• [Bereitgestellter Auszug]:
▬▬▬

Weniger Asylanträge, mehr Entscheidungen – aber noch immer ein Problem mit Rückführungen und Abschiebungen. Österreichs Asylbehörde zieht über das Jahr 2016 Bilanz.
Wien. Das Jahr 2016 kann man aus zwei Blickwinkeln betrachten. Einerseits brachte es eine deutliche Entlastung bei der Anzahl an Menschen, die um Schutz ansuchten: 42.073 Asylanträge wurden im Vorjahr gestellt. Zum Vergleich: 2015 waren es 88.912. Das ist immerhin ein Minus von rund 52 Prozent.
Andererseits ist die Zahl an Asylanträgen noch immer hoch – im europäischen Vergleich, aber auch was die vergangenen Jahre in Österreich betrifft.
Vor allem aber machte sich 2016 die Personalaufstockung im Bundesamt für Fremdenwesen und Asyl bemerkbar – also jener Behörde, die in erster Instanz über einen positiven oder negativen Asylbescheid entscheidet: Knapp 400 neue Mitarbeiter wurden im Vorjahr eingestellt. Insgesamt fällte das Asylamt rund 57.400 Entscheidungen – das sind um 57 Prozent mehr als 2015.

▬▬▬

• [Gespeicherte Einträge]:
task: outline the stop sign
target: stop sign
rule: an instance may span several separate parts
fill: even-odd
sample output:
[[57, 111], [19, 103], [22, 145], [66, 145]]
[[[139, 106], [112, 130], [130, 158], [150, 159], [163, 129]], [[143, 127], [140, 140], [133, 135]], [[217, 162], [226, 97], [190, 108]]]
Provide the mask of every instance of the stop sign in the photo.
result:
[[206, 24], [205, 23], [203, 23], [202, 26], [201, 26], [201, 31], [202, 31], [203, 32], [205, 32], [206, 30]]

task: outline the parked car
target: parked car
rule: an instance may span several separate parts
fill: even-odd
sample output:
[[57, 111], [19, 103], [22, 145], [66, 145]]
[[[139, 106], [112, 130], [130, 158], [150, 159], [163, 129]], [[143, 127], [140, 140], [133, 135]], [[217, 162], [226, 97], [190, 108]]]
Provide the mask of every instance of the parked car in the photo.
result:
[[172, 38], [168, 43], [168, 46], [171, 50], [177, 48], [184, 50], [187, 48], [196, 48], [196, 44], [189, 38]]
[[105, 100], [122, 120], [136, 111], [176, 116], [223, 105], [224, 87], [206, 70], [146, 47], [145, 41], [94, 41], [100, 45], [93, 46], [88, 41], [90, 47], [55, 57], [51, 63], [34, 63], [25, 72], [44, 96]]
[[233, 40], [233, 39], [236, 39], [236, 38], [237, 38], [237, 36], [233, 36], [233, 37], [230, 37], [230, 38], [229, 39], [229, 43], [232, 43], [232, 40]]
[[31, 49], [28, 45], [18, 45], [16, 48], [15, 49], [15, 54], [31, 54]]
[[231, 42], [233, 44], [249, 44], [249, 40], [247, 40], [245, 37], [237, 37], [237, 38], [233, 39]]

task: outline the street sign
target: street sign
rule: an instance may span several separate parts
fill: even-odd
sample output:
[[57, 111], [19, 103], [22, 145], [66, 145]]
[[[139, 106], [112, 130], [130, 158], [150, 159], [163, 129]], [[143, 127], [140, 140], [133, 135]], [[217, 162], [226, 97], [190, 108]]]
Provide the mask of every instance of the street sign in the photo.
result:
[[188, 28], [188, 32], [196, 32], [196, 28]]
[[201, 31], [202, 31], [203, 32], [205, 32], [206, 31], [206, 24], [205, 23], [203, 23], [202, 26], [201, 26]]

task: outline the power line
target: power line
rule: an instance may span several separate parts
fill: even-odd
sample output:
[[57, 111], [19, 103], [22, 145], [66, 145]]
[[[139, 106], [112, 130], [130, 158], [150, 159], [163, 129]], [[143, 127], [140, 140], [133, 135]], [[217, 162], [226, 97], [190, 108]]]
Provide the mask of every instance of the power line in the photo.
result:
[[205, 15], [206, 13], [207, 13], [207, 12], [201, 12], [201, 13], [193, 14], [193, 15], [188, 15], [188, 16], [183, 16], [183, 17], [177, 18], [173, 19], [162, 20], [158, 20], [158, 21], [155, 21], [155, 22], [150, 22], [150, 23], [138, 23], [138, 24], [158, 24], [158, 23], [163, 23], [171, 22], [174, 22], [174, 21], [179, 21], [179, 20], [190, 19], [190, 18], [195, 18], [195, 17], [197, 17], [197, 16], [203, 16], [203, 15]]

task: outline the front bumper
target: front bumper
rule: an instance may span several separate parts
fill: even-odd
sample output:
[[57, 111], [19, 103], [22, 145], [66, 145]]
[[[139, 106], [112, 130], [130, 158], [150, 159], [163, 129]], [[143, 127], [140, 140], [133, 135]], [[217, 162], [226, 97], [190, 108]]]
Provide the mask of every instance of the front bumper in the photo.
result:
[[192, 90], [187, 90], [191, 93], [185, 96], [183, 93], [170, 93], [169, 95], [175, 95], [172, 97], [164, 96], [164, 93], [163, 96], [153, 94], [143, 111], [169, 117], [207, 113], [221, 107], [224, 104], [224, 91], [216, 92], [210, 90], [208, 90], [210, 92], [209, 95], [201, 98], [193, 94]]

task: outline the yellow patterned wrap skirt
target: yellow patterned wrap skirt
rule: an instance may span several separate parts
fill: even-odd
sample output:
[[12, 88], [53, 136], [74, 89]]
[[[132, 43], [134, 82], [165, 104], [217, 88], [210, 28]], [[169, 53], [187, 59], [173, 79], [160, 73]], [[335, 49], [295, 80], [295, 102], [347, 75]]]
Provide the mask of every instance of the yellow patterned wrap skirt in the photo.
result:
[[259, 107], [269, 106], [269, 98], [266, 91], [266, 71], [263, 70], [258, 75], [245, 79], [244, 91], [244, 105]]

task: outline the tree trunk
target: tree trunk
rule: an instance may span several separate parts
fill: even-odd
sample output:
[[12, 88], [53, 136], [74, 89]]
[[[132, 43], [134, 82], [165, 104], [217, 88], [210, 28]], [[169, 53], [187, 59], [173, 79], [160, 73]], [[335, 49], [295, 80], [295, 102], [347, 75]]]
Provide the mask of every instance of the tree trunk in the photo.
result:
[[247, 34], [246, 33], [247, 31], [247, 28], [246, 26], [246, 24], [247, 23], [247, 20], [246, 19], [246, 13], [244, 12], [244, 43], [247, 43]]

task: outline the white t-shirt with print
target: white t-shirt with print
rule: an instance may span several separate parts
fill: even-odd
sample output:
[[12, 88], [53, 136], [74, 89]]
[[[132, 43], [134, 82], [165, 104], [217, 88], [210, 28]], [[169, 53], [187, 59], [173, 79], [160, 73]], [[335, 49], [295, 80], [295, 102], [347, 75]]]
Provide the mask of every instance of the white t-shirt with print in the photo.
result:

▬▬▬

• [Ihre Aufgabe]:
Geben Sie den Absatz des Artikels zur österreichischen Asylbilanz 2016, der mit „Vor allem aber machte sich“ beginnt, als knappe Stichpunktliste wieder, wobei die wesentlichen Fakten erhalten bleiben. Die Einträge werden hierfür nicht benötigt.

• [Antwort]:
- 2016 machte sich die Personalaufstockung im Bundesamt für Fremdenwesen und Asyl bemerkbar.
- Diese Behörde entscheidet in erster Instanz über positive oder negative Asylbescheide.
- Im Vorjahr wurden knapp 400 neue Mitarbeiter eingestellt.
- Das Asylamt fällte insgesamt rund 57.400 Entscheidungen, um 57 Prozent mehr als 2015.